# Convolutional Neural Network and MNIST

In this tutorial, we'll be walking through the Tensorflow code behind creating a convolutional neural network. If you'd like more of a conceptual view of how these networks work, check out my [this blog post by Adit](https://adeshpande3.github.io/adeshpande3.github.io/A-Beginner's-Guide-To-Understanding-Convolutional-Neural-Networks/). A CNN tutorial from the Tensorflow docs can also be found [here](https://www.tensorflow.org/tutorials/deep_cnn).

A large part of the coding today will be keeping track of the dimensionality of the inputs, the outputs, the filters, and how they change as we set up the convolutional layers.

In [None]:
import tensorflow as tf
import numpy as np
import matplotlib.pyplot as plt
import datetime
%matplotlib inline

In [None]:
from tensorflow.examples.tutorials.mnist import input_data
mnist = input_data.read_data_sets("MNIST_data/", one_hot=True)

### Defining the hyperparameters:

In [None]:
# defining hyperparameters
learning_rate = 0.1
num_epochs = 5000
batch_size = 100

So, in this next step, x and y_ act as placeholders that basically just indicate the type of input you want in your CNN and the type of output. For each of these placeholders, you have to specify the type and the shape. 

In [None]:
# defining placeholders
x = tf.placeholder("float", shape = [None, 28, 28 , 1])
y_ = tf.placeholder("float", shape = [None, 10])

### Define some helper functions
We like clean code, so we're going to define functions to make it easier when we need them. The function will be for the convolutions and the pooling layers.

Now keep something in mind: the 4-D input is of the format [batch, in_height, in_width, in_depth], and the 4-D filter is of the format [filter_height, filter_width, filter_depth, count]

(here, count is the number of filters, batch is usually 1 in any single iteration of the convolution)

In [None]:
# padding = 1, strides = 1
# TODO = fill in strides[]
def conv2d(x, w):
  return tf.nn.conv2d(input=x, filter=w, strides=[...], padding="SAME")

# padding = none, strides = 2, filter size = 2
# note that the pool layer isn't parameterized by weights
# TODO = fill in the ksize[] and strides[]
def max_pool_2x2(x):
  return tf.nn.max_pool(x, ksize=[...], strides=[...], padding="VALID")

────────────────────

:: Objective ::
In the convolutional neural network tutorial, what format is given for the 4-D filter? The data after this point can be left aside.

────────────────────

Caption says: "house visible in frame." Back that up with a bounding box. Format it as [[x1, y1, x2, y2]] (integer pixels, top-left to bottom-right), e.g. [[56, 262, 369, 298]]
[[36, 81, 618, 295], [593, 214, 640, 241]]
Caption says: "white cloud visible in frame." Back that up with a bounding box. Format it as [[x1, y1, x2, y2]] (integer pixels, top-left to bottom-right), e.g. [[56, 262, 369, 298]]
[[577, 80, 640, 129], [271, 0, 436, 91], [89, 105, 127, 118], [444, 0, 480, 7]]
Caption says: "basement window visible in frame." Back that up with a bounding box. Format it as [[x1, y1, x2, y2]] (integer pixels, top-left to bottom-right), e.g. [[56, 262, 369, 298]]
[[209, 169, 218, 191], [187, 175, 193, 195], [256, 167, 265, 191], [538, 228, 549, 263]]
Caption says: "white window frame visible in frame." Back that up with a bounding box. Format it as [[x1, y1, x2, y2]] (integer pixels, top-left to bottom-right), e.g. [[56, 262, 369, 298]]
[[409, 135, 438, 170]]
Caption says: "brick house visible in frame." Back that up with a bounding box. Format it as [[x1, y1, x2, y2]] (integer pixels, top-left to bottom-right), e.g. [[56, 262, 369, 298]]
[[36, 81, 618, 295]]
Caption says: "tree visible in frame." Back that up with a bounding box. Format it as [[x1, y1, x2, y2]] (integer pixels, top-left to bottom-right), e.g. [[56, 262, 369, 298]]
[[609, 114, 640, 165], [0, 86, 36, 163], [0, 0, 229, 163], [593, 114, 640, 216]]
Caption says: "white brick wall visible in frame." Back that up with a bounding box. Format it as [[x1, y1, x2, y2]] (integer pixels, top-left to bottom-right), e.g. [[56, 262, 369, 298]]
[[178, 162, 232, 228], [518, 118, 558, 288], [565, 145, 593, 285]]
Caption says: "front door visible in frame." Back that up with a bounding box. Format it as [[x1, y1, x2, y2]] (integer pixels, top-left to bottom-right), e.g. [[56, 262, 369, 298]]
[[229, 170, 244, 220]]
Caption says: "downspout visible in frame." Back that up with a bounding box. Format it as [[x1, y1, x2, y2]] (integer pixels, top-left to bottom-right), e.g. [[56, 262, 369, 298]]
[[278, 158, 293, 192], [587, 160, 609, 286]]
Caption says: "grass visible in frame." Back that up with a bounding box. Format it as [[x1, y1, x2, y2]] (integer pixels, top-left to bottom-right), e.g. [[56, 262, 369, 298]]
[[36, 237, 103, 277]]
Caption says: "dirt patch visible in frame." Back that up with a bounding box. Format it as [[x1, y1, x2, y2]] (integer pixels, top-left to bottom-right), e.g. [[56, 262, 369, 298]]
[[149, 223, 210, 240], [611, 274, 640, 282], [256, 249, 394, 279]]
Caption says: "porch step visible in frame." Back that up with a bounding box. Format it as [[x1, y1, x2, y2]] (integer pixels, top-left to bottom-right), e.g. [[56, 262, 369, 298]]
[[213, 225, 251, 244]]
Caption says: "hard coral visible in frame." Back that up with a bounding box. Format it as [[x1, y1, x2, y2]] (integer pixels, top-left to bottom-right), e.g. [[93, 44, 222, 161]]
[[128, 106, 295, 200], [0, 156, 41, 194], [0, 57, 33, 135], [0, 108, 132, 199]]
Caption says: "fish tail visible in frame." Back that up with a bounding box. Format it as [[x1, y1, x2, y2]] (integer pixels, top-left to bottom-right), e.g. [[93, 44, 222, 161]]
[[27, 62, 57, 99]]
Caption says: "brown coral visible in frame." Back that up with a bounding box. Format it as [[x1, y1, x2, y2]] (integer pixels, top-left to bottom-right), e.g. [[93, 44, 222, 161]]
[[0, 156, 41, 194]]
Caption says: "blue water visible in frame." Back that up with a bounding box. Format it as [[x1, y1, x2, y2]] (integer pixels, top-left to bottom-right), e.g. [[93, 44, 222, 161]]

────────────────────

:: Result of this task ::
[filter_height, filter_width, filter_depth, count]